Exercise details:
Reproduce the material exactly, omitting nothing.

Data entries:
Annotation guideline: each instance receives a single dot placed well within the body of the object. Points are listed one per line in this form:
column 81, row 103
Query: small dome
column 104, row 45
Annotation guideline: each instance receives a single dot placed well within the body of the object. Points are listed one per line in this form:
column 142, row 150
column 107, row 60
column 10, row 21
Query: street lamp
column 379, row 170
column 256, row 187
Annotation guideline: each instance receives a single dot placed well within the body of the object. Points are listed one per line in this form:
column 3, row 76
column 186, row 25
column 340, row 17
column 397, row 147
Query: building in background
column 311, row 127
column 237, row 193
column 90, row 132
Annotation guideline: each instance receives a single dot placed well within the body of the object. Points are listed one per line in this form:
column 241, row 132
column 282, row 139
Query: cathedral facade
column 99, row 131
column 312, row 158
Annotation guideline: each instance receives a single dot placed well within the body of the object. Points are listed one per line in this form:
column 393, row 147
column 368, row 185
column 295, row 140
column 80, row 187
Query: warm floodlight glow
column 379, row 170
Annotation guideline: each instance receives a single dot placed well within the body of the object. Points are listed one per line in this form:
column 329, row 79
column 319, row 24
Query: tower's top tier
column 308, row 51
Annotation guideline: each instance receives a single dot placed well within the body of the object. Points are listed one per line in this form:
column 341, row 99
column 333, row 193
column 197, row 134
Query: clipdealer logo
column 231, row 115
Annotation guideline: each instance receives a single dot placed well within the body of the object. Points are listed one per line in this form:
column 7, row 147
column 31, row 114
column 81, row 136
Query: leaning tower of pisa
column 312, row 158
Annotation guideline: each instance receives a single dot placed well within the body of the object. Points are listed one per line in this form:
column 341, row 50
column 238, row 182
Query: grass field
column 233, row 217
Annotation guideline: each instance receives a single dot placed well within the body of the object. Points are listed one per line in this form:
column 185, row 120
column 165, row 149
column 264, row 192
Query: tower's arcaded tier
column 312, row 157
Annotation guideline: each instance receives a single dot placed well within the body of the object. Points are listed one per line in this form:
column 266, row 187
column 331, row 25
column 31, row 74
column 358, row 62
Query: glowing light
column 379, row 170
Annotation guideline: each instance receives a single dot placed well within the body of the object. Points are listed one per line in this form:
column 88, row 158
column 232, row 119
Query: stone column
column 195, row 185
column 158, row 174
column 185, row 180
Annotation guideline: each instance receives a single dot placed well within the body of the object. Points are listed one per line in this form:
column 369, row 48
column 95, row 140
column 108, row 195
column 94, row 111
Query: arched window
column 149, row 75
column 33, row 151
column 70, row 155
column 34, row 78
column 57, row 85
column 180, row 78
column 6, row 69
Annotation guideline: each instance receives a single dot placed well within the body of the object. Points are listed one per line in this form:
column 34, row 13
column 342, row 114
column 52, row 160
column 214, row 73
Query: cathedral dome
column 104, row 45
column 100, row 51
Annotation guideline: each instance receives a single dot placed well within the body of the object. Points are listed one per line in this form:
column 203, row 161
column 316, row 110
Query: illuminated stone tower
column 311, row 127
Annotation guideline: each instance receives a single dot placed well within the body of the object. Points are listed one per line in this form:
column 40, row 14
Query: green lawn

Reply to the task:
Annotation guideline: each instance receives a single dot placed well within the body of the object. Points are listed one per line in this form:
column 81, row 103
Query: small dome
column 104, row 45
Annotation guideline: each instance receives a single dot placed well within the body of the object. Points are listed one per line in this form:
column 142, row 150
column 107, row 60
column 10, row 21
Query: street lamp
column 379, row 170
column 256, row 187
Annotation guideline: each instance receives a single dot placed well within the body of the object. Points are listed one per line in this form:
column 3, row 76
column 186, row 25
column 340, row 17
column 397, row 147
Query: building in background
column 311, row 127
column 237, row 193
column 90, row 132
Annotation guideline: each instance receives a single dot placed well within the body of the object. Points are listed one per line in this form:
column 241, row 132
column 282, row 139
Query: cathedral facade
column 99, row 131
column 312, row 158
Annotation guideline: each instance receives a single dot placed well within the body of the object. Points are listed one per line in this form:
column 393, row 147
column 368, row 185
column 295, row 140
column 80, row 187
Query: warm floodlight glow
column 379, row 170
Annotation guideline: each instance receives a single dot placed well within the body of the object. Points are listed one per line in this form:
column 329, row 79
column 319, row 24
Query: tower's top tier
column 308, row 51
Annotation guideline: each instance receives a single dot placed well within the body of the object. Points are listed one per line in this form:
column 341, row 99
column 333, row 193
column 197, row 134
Query: clipdealer logo
column 231, row 115
Annotation guideline: each instance receives a single dot placed well within the body of the object. Points are listed one per line in this form:
column 7, row 147
column 31, row 114
column 81, row 136
Query: leaning tower of pisa
column 312, row 158
Annotation guideline: each instance receives a single dot placed well within the body of the object. Points are listed one per line in this form:
column 341, row 50
column 238, row 182
Query: grass field
column 233, row 217
Annotation guideline: each instance receives a single dot placed well within the body of the object. Points are listed one per line in this form:
column 185, row 120
column 165, row 149
column 264, row 192
Query: tower's arcaded tier
column 312, row 157
Annotation guideline: each instance receives a single dot placed well within the body of the object. Points are listed one per line in this form:
column 266, row 187
column 331, row 25
column 31, row 74
column 358, row 62
Query: glowing light
column 379, row 170
Annotation guideline: each instance receives a single dot placed well within the body of the object. Points are listed one per line in this form:
column 88, row 158
column 232, row 119
Query: stone column
column 195, row 185
column 158, row 174
column 185, row 180
Annotation guideline: each instance receives a single dot placed well within the body of the object. Points are listed one per line in this form:
column 369, row 48
column 95, row 140
column 108, row 195
column 94, row 111
Query: arched window
column 149, row 75
column 33, row 151
column 70, row 155
column 34, row 78
column 57, row 85
column 180, row 78
column 6, row 69
Annotation guideline: each instance receives a single dot placed well within the body of the object. Points are listed one per line in this form:
column 34, row 13
column 342, row 114
column 52, row 160
column 214, row 73
Query: cathedral dome
column 104, row 45
column 100, row 51
Annotation guideline: each instance receives a single dot placed well within the body of the object. Points are listed one per line in this form:
column 203, row 161
column 316, row 110
Query: illuminated stone tower
column 311, row 127
Annotation guideline: each instance receives a single dot placed well within the body of the object. Points are listed one per line in this form:
column 40, row 14
Query: green lawn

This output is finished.